Tuliskan kembali tanpa mengubah satu kata pun bagian teks tentang Ushul Fikih, mulai dari "Sebab, saat Fikih" sampai "digunakan dalam Istinbâthul-Hukm.".

- [POTONGAN DOKUMEN]:
------
Ilustrasi Ushul Fiqih - muslim.or.id |
Ilmu
Ushul Fikih adalah ilmu tentang kaidah-kaidah atau bahasan-bahasan
sebagai metodologi untuk memahami atau memperoleh hukum-hukum syariah
yang bersifat praktis dari dalil-dalil yang rinci (tafshîli). Dengan
kata lain Ushul Fikih adalah ilmu yang membahas unsur-unsur umum dalam
prosedur mendeduksikan hukum-hukum Islam. Proses deduksi ini sangat
luas sedemikian rupa sehingga mencakup setiap kejadian dan peristiwa
dalam kehidupan manusia.
Melihat
sejarahnya, ilmu Ushul Fikih mulai dikenal sejak Abad ke-2 H saat Imam
asy-Syafi'i (150-204 H/767-820 M) berhasil menformulasikan metodologi
penggalian hukum fikih melalui ar-Risâlah-nya. Meski demikian, pada
dasarnya ilmu Ushul Fikih telah muncul bersamaan dengan Fikih itu
sendiri, walaupun pembukuan ilmu Ushul Fikih lebih akhir dari Fikih.
Sebab, saat Fikih dikaji maka secara tidak langsung dalam penggalian
hukum akan menggunakan Ushul Fikih. Meskipun metode tersebut belum
terkonsep secara matang. Bukan hanya di era mujtahidin, di masa Sahabat
pun Ushul Fikih telah dikenal dan digunakan dalam Istinbâthul-Hukm.
------
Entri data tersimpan
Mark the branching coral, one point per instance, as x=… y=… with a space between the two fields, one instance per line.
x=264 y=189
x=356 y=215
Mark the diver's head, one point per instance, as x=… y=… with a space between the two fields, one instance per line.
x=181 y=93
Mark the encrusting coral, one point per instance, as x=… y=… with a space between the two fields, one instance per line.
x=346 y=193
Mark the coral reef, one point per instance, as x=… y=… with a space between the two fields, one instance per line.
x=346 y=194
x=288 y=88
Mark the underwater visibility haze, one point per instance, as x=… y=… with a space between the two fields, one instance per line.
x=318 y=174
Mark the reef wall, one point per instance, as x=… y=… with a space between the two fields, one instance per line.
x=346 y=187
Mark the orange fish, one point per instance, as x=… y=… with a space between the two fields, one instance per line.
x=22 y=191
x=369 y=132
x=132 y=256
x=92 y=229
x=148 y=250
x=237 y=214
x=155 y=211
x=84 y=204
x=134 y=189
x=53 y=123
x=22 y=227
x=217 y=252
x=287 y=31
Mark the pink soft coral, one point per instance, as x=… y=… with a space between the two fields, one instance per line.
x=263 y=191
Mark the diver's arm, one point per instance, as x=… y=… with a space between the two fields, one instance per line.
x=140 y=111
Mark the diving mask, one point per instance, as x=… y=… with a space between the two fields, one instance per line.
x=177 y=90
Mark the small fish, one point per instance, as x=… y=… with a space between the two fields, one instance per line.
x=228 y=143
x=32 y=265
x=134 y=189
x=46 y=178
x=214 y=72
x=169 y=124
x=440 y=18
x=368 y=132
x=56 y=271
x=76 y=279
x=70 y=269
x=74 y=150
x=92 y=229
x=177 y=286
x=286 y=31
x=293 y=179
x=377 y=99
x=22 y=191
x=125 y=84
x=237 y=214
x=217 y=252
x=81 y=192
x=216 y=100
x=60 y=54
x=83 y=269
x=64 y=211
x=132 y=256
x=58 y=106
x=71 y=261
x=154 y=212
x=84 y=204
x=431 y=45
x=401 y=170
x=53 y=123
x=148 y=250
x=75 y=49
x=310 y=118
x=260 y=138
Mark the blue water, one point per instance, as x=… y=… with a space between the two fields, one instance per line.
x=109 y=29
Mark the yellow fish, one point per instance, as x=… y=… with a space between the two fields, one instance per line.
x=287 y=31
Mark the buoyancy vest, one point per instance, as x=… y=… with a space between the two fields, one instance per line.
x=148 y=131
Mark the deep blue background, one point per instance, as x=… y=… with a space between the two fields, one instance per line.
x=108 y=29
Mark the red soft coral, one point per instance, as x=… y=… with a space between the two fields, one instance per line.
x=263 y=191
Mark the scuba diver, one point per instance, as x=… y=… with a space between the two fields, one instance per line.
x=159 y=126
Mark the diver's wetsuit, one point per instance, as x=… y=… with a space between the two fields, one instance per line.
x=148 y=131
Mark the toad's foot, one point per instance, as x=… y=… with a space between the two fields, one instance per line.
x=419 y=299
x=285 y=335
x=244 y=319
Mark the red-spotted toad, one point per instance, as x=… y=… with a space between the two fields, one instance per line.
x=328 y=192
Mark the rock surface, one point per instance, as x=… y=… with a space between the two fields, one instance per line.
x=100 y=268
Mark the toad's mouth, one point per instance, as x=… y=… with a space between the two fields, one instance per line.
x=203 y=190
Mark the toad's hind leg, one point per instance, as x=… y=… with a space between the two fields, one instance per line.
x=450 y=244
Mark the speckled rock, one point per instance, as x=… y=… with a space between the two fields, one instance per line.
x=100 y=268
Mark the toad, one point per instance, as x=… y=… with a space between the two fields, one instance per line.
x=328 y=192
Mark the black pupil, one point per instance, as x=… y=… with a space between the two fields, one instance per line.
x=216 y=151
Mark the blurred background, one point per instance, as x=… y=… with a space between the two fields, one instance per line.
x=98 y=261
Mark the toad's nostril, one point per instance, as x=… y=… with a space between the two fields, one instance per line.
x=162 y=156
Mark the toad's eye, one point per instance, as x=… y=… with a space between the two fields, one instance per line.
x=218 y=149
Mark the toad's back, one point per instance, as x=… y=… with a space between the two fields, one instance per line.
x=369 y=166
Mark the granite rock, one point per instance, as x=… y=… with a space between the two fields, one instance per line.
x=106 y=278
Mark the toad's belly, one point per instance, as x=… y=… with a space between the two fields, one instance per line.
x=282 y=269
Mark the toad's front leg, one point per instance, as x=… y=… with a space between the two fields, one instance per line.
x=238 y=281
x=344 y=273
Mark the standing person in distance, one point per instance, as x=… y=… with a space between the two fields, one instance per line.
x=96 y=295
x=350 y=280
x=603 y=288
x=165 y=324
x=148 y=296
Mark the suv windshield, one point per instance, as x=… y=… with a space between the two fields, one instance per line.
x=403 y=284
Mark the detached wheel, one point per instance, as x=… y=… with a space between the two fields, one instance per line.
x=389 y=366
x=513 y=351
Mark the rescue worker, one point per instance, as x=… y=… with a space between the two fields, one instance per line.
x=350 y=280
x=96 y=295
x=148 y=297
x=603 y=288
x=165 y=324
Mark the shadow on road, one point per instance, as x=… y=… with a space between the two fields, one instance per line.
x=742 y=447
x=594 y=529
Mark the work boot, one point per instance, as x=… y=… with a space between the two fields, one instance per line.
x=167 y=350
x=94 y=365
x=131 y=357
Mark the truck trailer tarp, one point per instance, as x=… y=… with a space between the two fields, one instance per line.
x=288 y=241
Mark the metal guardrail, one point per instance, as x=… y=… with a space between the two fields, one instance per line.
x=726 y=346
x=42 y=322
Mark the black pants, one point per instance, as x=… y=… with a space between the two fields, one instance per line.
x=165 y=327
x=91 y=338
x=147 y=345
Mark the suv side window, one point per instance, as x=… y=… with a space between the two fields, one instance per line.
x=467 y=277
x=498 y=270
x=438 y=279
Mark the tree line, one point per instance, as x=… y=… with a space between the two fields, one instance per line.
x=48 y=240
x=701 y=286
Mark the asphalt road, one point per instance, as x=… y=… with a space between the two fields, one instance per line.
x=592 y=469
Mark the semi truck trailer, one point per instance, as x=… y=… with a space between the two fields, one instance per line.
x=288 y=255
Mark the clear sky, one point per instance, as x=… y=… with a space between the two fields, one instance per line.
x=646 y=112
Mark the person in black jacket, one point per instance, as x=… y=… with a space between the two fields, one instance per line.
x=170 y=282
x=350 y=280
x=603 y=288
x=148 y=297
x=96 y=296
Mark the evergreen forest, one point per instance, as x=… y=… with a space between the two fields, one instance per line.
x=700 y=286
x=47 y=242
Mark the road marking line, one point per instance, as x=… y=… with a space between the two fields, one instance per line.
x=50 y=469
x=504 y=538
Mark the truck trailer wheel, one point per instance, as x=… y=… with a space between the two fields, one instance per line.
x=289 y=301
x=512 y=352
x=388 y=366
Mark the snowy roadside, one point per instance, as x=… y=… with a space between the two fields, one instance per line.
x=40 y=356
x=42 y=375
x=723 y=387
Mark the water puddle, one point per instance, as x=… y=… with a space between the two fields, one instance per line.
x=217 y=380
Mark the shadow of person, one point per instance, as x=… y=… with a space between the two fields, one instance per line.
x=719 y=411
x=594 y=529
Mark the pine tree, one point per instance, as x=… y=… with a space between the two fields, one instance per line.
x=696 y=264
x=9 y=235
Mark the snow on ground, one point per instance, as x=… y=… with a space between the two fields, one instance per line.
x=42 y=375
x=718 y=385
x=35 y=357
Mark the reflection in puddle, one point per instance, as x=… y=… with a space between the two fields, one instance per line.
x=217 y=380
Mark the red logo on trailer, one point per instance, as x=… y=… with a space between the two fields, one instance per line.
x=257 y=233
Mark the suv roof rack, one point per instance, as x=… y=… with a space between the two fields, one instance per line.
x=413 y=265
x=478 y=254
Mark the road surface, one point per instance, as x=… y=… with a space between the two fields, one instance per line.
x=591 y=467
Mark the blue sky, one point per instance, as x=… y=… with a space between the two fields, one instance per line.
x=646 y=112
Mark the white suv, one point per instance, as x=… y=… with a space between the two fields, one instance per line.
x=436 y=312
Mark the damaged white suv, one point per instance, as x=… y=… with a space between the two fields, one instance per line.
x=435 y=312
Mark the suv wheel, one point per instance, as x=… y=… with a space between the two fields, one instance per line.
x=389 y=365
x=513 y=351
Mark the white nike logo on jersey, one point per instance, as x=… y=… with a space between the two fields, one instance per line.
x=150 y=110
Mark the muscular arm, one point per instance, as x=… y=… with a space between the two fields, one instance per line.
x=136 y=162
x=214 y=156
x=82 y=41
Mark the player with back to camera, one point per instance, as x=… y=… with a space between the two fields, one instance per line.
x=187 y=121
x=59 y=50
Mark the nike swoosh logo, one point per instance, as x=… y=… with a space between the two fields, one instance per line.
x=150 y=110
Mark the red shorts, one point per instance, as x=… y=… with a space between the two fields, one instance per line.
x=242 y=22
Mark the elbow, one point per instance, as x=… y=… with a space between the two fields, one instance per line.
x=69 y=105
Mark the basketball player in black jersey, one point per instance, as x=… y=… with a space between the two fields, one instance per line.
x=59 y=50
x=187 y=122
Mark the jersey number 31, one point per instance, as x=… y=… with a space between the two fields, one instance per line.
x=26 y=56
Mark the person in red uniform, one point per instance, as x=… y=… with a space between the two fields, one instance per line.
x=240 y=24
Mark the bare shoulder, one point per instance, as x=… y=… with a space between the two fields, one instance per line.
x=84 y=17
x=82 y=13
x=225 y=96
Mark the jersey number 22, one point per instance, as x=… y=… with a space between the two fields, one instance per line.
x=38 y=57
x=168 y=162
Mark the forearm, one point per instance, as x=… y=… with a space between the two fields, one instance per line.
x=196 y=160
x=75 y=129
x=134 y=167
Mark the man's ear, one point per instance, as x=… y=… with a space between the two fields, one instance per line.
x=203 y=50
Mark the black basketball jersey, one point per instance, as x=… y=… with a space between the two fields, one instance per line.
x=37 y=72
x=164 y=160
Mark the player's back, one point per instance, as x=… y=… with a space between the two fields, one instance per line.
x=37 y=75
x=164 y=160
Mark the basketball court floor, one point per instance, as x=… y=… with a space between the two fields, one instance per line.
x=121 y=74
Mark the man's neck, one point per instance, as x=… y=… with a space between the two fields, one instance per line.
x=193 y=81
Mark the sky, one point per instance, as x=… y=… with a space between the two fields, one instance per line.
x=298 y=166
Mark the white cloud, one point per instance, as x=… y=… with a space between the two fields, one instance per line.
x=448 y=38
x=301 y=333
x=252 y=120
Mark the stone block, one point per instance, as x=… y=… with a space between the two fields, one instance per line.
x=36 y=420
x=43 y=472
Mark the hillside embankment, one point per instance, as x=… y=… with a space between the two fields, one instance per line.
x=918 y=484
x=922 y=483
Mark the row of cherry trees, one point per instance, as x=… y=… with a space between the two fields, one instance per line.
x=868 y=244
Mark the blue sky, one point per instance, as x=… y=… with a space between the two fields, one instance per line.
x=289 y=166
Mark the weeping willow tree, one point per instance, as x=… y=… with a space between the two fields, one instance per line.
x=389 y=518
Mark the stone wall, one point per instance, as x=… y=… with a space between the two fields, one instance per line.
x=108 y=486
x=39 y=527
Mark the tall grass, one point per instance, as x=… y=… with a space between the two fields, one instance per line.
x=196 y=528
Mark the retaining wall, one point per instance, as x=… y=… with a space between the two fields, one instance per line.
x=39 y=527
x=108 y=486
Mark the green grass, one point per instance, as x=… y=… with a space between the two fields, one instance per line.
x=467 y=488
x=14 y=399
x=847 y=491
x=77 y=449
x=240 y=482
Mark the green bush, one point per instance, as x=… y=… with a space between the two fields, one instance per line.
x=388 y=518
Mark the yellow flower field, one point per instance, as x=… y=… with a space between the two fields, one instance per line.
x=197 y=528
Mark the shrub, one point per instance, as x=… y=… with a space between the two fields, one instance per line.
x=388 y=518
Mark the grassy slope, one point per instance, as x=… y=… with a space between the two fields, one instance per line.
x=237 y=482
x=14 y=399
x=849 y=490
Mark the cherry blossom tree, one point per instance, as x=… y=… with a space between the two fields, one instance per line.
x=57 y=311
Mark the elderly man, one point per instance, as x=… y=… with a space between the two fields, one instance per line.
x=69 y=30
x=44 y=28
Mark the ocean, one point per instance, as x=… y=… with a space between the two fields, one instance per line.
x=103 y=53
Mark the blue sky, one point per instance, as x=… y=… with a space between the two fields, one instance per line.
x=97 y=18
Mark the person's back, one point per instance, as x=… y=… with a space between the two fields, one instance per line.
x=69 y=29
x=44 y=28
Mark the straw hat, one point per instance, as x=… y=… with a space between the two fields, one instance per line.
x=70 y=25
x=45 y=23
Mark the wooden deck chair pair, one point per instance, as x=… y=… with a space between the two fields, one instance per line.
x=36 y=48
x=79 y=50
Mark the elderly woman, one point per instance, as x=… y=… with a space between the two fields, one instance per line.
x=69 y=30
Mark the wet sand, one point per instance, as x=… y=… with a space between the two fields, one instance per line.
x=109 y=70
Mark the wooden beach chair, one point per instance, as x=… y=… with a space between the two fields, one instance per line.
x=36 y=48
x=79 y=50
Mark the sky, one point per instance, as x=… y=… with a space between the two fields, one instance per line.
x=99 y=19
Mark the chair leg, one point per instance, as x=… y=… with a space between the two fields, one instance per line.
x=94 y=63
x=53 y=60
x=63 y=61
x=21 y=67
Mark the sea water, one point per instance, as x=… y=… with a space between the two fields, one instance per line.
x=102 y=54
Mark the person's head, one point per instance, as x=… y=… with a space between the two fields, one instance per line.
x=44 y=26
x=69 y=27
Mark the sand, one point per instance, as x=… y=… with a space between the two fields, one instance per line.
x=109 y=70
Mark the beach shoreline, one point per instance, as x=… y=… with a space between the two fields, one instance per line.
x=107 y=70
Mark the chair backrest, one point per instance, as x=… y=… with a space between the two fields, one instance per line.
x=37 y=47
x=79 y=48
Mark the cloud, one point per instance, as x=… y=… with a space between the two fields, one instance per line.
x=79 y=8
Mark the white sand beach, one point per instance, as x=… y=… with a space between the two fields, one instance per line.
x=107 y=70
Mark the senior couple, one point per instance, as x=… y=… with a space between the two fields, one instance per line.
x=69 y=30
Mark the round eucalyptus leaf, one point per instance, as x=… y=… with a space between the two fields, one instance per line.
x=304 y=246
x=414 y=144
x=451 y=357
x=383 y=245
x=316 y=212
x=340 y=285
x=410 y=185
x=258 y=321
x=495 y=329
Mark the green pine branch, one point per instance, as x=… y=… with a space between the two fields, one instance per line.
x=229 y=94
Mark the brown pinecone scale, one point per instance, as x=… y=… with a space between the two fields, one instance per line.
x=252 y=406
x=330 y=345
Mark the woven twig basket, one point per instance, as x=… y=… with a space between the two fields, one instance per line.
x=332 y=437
------
- [HASIL LATIHAN]:
Sebab, saat Fikih dikaji maka secara tidak langsung dalam penggalian
hukum akan menggunakan Ushul Fikih. Meskipun metode tersebut belum
terkonsep secara matang. Bukan hanya di era mujtahidin, di masa Sahabat
pun Ushul Fikih telah dikenal dan digunakan dalam Istinbâthul-Hukm.